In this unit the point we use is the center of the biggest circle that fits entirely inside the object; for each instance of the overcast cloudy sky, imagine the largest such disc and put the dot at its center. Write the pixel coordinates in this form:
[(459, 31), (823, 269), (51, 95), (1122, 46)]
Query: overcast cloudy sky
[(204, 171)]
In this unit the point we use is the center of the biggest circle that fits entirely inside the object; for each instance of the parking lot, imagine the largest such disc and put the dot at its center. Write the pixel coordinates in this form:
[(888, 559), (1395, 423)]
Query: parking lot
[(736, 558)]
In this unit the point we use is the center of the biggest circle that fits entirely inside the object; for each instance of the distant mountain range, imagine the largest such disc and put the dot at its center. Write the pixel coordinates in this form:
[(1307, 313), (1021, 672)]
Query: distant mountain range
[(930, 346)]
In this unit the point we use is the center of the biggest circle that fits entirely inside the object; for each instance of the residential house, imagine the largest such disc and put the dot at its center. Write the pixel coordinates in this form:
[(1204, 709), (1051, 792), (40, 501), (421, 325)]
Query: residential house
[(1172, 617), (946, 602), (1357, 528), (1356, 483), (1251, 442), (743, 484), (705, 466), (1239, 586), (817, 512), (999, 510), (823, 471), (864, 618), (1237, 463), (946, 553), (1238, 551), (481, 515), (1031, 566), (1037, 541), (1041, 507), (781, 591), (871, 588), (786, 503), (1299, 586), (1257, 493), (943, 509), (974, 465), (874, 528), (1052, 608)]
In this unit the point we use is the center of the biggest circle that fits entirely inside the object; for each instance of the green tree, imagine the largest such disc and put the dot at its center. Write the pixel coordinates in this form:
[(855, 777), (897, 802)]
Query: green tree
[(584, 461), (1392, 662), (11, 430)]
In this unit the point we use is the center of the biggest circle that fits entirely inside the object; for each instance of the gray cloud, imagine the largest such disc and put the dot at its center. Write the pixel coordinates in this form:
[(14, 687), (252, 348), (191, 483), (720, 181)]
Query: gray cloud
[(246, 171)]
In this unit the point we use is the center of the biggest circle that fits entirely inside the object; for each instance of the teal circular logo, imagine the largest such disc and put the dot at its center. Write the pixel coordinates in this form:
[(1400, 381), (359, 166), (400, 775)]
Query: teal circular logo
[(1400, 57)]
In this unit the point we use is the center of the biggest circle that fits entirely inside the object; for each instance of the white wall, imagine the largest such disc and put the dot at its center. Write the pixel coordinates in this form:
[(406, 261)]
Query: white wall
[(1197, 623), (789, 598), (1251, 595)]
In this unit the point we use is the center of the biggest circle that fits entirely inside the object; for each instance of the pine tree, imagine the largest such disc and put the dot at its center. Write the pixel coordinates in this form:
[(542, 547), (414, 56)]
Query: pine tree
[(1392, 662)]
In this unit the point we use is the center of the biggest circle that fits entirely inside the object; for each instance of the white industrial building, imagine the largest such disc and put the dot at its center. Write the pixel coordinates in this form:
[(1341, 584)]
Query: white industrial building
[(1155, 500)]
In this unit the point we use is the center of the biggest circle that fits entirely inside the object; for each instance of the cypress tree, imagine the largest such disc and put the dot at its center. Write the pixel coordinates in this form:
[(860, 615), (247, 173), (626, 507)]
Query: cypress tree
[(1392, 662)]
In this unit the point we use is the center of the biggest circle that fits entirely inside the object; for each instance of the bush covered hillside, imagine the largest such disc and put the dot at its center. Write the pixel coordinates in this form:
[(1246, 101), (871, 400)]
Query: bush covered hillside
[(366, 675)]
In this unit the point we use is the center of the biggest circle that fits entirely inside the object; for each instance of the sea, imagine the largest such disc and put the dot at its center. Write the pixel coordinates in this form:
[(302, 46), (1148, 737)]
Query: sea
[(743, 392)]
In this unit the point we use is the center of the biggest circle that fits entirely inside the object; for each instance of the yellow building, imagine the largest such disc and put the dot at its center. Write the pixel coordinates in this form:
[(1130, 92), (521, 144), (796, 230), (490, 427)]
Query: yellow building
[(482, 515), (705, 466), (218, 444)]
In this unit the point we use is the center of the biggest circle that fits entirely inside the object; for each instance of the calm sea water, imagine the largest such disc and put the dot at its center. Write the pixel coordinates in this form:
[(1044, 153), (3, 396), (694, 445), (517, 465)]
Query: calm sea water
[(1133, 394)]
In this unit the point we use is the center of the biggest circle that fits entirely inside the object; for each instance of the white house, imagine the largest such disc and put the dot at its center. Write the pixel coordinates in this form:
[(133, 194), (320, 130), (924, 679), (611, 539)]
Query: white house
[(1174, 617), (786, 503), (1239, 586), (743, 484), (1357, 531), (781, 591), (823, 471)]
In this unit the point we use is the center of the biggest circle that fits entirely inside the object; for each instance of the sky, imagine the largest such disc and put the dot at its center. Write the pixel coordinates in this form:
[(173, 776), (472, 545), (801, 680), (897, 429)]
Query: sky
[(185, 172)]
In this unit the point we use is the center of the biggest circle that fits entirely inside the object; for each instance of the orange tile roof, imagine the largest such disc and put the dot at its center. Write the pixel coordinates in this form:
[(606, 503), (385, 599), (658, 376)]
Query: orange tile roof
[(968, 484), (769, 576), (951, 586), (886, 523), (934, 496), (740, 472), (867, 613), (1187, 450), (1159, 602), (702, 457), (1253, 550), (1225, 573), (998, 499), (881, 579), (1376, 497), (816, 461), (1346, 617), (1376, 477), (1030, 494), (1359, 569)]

-=-=-

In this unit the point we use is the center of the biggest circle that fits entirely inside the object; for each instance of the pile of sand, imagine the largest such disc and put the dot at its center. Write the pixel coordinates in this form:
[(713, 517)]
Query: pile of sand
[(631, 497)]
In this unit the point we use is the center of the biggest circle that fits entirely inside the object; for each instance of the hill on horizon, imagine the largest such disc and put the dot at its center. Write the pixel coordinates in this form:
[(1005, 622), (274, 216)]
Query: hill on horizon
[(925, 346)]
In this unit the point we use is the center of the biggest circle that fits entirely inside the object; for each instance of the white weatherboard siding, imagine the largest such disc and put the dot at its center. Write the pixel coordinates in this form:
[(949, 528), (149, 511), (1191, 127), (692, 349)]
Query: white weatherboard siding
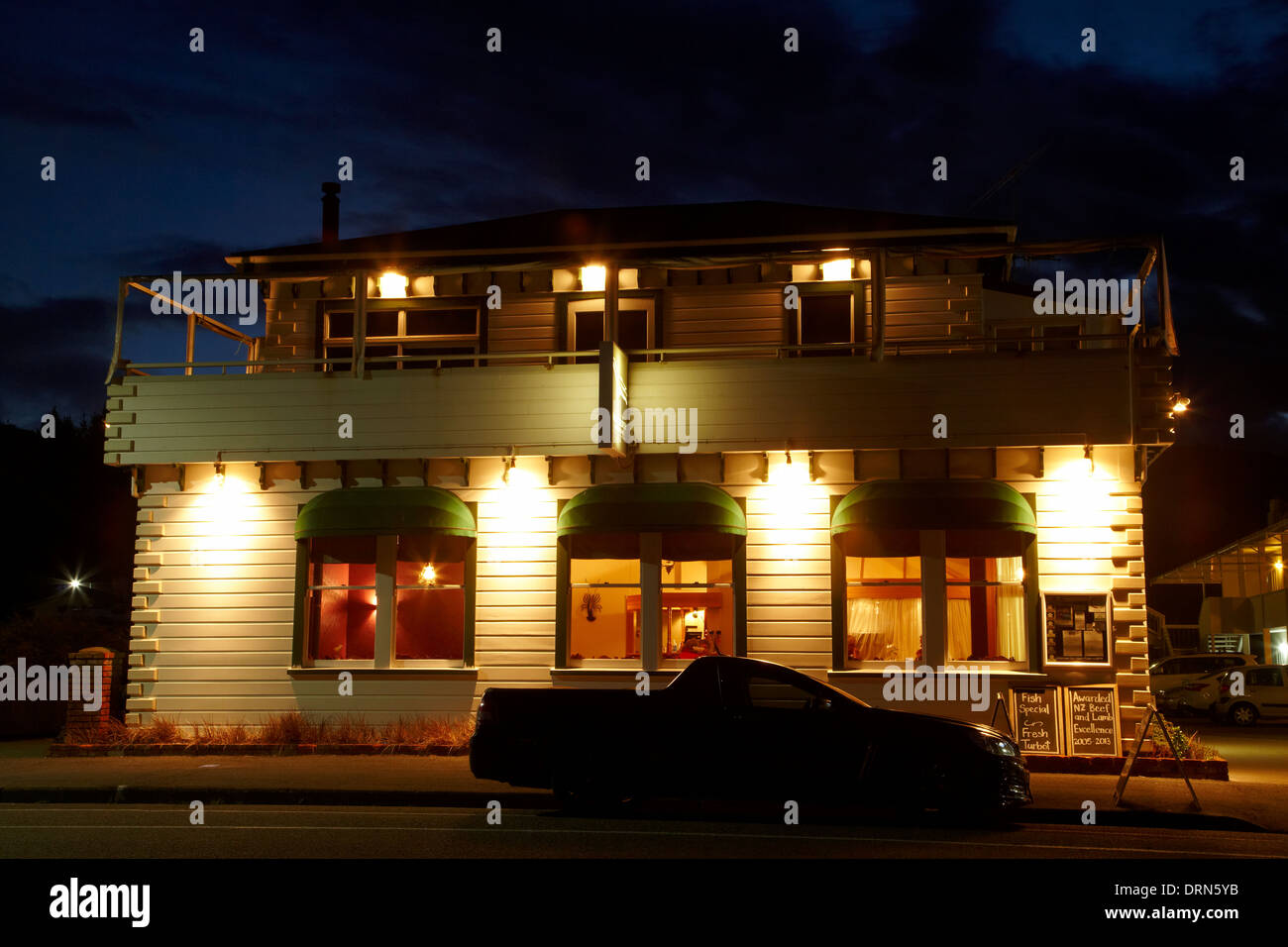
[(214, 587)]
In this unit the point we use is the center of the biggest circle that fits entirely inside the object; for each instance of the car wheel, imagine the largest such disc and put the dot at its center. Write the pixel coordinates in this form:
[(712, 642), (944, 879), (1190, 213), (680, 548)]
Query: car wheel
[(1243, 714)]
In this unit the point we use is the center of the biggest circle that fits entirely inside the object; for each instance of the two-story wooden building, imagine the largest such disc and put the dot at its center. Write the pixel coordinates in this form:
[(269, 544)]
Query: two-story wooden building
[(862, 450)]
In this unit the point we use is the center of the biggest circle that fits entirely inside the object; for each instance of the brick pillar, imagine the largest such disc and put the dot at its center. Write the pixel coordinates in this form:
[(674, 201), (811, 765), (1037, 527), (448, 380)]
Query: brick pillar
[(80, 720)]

-=-=-

» THE EXERCISE: Copy the stretch of the listing above from the line that contains "of the gray" through the line that contains "[(1400, 57)]", both ends included, moving each answer point by adding 14 to both of its coordinates. Leave the format sample coordinates unchanged and give only those lines.

» THE SOLUTION:
In this unit the point we use is the center of the biggest circle that fits entirely inside the object; for each instance of the gray cloud, imagine the largest such disc and put the dot at its center. Write the pixel coordinates in this form:
[(14, 687), (252, 348), (191, 483), (720, 181)]
Query: gray cloud
[(260, 185)]
In this unit the point we use is the center of the biggest circle that fits entirely inside the object; for each instance of the teal circular logo, imagine the largest such disc and put the dot at its center. Write the pixel coordinates in this form:
[(1400, 381), (359, 166), (400, 775)]
Query: teal circular logo
[(1414, 71)]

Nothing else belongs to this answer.